(Beginning of Extracted text)
When Serbian army was starting to retreat through Albania, Lady Paget, regardless of the advice and pleas from her closest friends and family to walk away with the army, nevertheless, stayed with the wounded that were unable to evacuate. It was a gesture that Serbia would never forget. Skopje was at that time under Bulgarian occupation.
The fearless Lady stayed in Skopje under those circumstances until the last soldier left the military hospital in Skopje. After that Lady Page returned to England and dedicated herself to her second love, nature.

However, before she left, she felt the need to say goodbye to her Serbs with a letter that was published on the first page of "Politika", where, among other things, she said:
"I have always had warm sympathies towards Serbia and Serbian people, and there was always some kind of a specific bond between them and me, that made me think of them with love, even when I'm far away from them, a bond that made me come to Serbia with the same amount of joy as when I went to my homeland. Once again, and truly, thank you all, and see you soon."
(End of Extracted text)
(Beginning of Records shown)
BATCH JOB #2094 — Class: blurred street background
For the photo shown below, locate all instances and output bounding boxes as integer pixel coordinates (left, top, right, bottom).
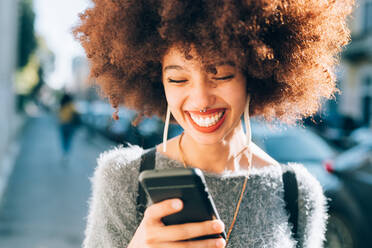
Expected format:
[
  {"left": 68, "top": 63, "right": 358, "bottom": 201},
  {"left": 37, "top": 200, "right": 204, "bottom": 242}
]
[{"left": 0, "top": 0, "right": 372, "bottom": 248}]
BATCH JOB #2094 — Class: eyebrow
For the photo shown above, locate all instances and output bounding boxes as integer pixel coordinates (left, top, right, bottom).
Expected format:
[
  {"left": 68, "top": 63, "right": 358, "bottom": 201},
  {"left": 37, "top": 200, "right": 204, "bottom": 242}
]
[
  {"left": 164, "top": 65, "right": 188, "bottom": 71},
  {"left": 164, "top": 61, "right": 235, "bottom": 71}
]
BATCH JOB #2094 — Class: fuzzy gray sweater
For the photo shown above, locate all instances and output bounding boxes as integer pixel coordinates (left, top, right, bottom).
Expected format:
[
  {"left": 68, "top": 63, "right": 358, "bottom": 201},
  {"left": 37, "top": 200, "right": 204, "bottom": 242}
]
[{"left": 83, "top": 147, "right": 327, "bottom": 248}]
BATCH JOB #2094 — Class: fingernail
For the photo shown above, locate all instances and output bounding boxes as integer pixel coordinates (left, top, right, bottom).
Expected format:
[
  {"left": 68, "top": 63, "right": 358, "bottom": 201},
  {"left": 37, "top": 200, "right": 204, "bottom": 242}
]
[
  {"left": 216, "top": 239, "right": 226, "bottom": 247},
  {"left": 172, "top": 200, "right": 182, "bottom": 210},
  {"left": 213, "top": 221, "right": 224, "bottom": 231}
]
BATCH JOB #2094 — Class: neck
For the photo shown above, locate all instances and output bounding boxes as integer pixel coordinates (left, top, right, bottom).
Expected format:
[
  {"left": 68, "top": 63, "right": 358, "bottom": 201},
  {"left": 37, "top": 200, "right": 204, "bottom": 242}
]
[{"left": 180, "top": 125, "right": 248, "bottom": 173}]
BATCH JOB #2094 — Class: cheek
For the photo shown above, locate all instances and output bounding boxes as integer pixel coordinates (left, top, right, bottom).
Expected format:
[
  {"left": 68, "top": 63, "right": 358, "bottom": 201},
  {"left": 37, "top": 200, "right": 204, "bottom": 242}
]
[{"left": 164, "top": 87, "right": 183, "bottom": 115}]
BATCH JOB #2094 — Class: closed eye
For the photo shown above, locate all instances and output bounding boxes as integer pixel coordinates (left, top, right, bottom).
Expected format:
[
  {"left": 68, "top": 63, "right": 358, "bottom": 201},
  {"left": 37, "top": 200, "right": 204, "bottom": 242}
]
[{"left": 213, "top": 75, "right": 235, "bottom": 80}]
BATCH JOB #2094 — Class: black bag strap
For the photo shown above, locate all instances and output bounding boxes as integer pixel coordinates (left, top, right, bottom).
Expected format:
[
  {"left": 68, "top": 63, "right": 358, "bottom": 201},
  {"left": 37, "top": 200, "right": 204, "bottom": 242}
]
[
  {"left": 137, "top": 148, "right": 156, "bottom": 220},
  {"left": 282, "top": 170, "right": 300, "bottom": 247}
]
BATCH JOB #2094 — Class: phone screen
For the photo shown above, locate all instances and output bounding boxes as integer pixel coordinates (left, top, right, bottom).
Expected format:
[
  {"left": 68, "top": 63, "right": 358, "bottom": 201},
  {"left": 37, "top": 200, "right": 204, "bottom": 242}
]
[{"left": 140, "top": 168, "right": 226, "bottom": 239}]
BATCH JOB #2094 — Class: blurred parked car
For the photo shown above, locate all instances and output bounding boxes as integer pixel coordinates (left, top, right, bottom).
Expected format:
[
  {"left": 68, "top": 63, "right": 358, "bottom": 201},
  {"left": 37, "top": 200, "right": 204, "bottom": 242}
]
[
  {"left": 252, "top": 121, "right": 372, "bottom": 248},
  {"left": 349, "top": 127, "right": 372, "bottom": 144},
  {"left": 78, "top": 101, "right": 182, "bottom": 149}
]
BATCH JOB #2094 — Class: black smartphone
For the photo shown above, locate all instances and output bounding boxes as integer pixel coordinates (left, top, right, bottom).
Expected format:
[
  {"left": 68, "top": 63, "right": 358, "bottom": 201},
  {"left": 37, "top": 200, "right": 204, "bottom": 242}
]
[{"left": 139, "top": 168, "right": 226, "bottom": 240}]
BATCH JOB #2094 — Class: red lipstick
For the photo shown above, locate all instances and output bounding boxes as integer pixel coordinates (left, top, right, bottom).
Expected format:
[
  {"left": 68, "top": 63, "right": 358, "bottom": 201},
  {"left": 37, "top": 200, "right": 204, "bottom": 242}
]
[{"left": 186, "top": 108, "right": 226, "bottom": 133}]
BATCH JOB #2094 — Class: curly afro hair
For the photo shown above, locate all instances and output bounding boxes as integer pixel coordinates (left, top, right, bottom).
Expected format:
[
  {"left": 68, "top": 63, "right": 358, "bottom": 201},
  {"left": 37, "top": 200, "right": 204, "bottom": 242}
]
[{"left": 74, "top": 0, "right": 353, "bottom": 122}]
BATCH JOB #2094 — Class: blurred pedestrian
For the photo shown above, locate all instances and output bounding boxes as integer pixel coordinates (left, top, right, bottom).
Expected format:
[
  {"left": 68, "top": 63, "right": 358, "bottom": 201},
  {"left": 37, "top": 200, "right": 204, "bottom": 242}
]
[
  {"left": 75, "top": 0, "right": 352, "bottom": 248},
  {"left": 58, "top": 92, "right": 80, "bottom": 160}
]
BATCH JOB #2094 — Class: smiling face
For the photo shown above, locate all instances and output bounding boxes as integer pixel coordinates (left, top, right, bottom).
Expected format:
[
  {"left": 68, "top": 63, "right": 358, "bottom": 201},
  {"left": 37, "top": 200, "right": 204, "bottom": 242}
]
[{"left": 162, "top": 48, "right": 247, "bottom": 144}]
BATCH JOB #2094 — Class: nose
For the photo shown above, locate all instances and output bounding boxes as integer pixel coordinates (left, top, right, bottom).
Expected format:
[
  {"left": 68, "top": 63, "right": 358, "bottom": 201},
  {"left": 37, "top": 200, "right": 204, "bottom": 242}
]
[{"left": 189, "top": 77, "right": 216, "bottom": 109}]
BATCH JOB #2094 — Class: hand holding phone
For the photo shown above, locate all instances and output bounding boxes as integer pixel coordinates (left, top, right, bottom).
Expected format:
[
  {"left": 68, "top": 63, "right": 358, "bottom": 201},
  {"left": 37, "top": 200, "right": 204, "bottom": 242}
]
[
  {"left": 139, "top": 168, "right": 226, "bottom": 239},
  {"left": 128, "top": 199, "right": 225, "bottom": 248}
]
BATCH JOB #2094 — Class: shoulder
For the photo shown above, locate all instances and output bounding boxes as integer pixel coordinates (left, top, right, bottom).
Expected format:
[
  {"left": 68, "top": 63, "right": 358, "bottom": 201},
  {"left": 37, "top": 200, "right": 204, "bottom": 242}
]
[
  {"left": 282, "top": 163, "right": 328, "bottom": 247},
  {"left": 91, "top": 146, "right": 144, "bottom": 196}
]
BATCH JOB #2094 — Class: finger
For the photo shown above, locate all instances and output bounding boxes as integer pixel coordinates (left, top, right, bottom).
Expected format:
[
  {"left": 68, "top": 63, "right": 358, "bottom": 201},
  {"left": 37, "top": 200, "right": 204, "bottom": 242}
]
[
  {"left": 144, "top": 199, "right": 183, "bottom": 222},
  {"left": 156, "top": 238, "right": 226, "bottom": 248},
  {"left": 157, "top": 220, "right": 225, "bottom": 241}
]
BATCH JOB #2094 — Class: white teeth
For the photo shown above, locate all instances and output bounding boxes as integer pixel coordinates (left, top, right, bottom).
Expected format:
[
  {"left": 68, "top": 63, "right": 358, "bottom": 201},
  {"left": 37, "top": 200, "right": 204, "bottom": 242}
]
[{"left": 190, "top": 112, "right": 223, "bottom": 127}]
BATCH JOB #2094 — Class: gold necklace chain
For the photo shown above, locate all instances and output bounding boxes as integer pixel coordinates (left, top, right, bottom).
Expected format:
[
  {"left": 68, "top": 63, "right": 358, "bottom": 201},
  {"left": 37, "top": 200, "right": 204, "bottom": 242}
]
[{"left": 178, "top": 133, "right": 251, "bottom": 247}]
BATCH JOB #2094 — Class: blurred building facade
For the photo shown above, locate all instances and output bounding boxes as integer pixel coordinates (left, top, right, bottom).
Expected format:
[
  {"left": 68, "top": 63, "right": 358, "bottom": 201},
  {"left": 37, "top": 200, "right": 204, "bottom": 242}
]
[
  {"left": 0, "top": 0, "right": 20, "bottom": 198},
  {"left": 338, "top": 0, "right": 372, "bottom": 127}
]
(End of Records shown)
(Beginning of Records shown)
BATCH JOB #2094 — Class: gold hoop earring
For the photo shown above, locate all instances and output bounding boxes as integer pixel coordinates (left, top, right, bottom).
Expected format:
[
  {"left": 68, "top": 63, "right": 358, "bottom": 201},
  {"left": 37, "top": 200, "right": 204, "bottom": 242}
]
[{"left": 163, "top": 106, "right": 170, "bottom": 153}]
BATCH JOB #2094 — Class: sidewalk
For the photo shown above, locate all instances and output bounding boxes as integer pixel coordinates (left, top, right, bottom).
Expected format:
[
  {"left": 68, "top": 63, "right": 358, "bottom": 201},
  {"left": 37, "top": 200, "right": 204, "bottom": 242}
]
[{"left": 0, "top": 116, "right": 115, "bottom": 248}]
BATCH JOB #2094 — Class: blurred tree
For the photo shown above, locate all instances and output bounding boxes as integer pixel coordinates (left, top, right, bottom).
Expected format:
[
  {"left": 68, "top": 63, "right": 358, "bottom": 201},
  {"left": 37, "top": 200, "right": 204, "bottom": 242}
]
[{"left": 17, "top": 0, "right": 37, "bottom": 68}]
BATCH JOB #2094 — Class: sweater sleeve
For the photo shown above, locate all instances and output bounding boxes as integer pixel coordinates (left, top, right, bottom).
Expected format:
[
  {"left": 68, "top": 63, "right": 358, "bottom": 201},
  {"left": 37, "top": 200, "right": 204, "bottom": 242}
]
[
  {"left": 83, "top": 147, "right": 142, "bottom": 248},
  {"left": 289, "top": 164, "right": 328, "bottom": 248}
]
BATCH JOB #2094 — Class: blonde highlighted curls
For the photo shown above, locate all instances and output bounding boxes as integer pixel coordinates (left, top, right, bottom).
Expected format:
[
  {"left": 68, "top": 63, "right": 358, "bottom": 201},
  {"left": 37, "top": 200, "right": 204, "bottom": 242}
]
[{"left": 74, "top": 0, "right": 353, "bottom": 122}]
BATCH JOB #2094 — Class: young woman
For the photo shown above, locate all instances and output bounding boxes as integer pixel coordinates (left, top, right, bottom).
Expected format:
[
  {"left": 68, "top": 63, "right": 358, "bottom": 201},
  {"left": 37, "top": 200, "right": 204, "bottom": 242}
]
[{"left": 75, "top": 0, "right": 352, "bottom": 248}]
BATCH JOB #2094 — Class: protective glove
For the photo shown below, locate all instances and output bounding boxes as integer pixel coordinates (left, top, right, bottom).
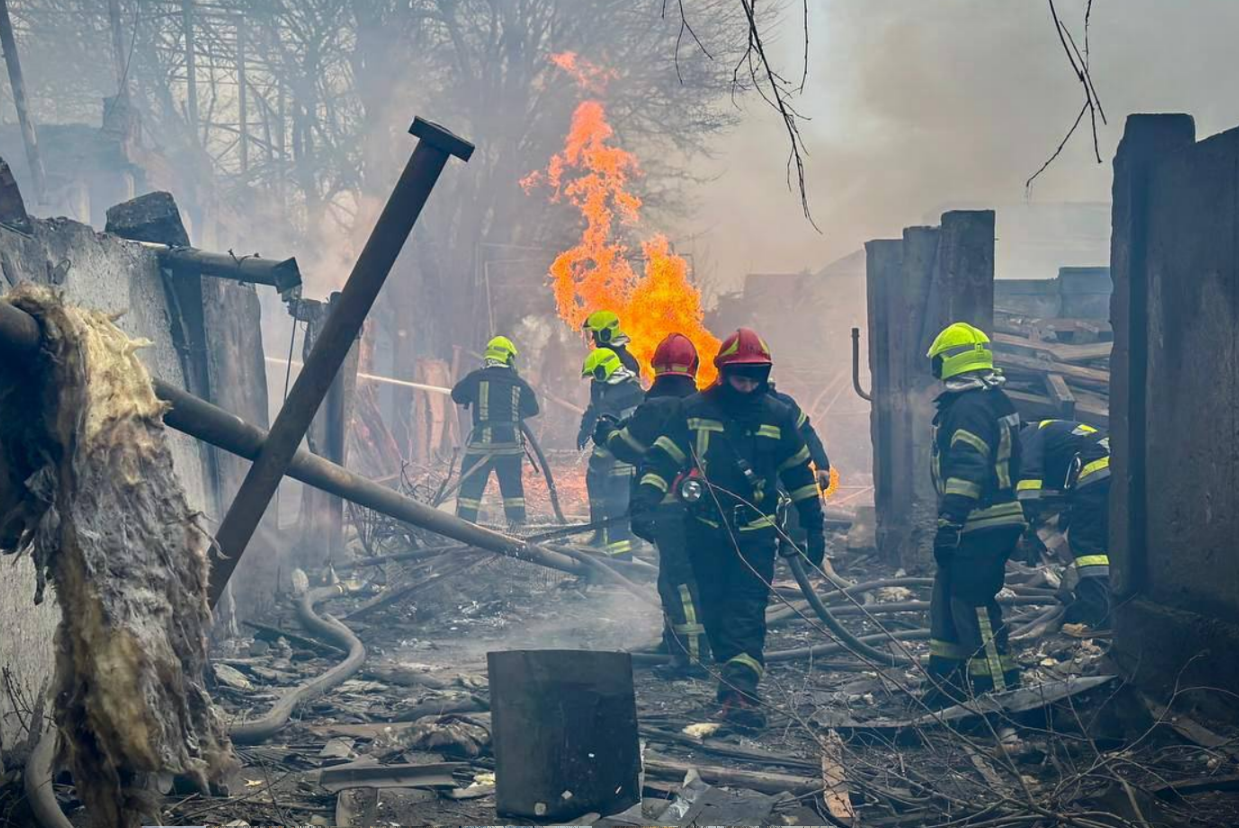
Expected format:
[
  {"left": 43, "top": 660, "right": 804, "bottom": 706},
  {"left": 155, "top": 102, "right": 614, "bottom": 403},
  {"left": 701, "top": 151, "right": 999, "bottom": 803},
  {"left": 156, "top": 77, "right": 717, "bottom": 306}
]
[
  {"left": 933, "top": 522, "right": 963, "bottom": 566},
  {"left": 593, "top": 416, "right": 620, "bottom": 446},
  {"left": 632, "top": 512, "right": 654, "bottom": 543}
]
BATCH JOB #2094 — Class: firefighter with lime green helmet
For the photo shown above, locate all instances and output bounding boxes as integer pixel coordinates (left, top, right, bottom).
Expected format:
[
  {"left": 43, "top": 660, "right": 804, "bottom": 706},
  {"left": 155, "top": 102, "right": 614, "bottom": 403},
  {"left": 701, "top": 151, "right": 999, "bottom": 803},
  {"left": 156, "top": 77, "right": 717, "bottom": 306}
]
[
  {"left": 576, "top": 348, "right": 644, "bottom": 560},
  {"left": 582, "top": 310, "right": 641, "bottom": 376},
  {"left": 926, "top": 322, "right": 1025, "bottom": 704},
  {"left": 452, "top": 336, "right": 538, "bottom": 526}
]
(End of Records shown)
Task requirements:
Continue the passage above about Lady Paget and Serbia, picking up after her farewell letter in "Politika".

Response:
On her estate, not far from London, she lived peacefully, breeding birds and flowers until that peace was disturbed by the World War II. The Lady established a hospital in her home, and when the war ended, her home became a meeting place for the Serbian political refugees.

Nearing her life's end she had only one fear – that her Serbs would forget her. "Should it happen that everyone forgets me, I wouldn't care! But I would not take it lightly should my Serbs forget me!" She was awarded the Dame Grand Cross of the Most Excellent Order of the British Empire and the highest Serbian medal, the Order of St. Sava. Belgrade will always remember Lady Paget by the street on Dedinje that has her name.

I sincerely hope that with these stories I have managed to convey the heroism and sacrifice that these extraordinary ladies displayed.